→ Task details: Reproduce every line of the entries below, requests included. Scale each coordinate in the answers by 2.25 and round it to a whole number, rounding halves up. Leave the numbers in the requests and their format samples as they are, and omit the pictures from your output.

→ Record excerpts:

-- begin --

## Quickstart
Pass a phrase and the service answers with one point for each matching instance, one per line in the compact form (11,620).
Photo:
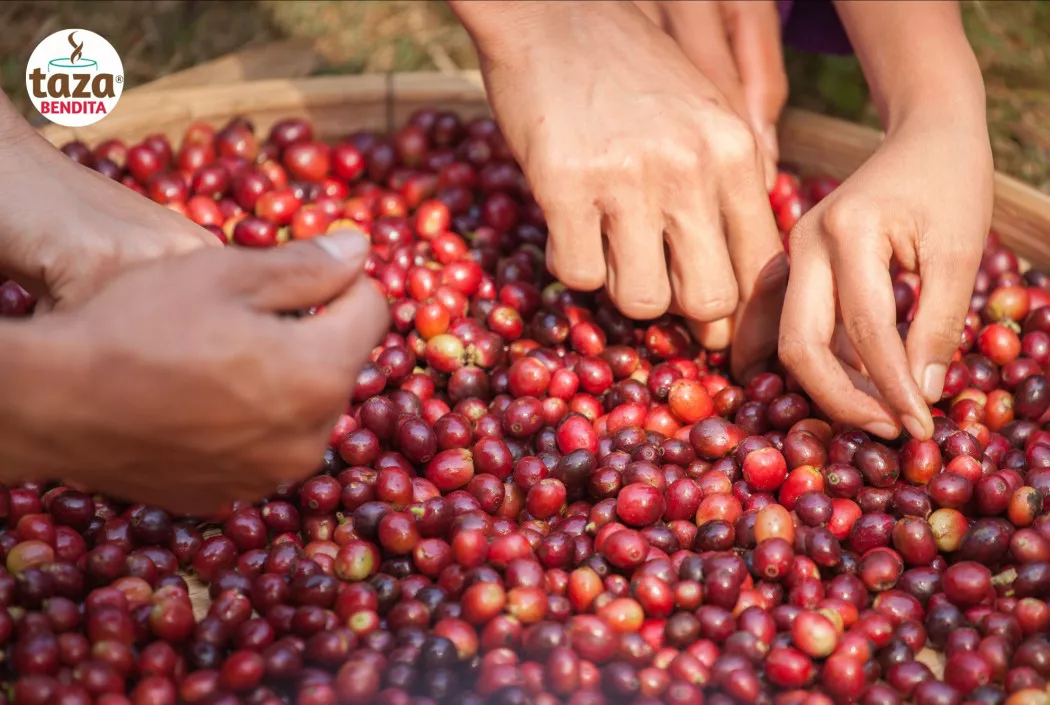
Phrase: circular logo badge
(75,78)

-- end --

→ Solved problem:
## Quickstart
Pass a phrase and the service answers with one point for each matching instance, one per line in the compact form (11,620).
Photo:
Phrase: circular logo badge
(169,176)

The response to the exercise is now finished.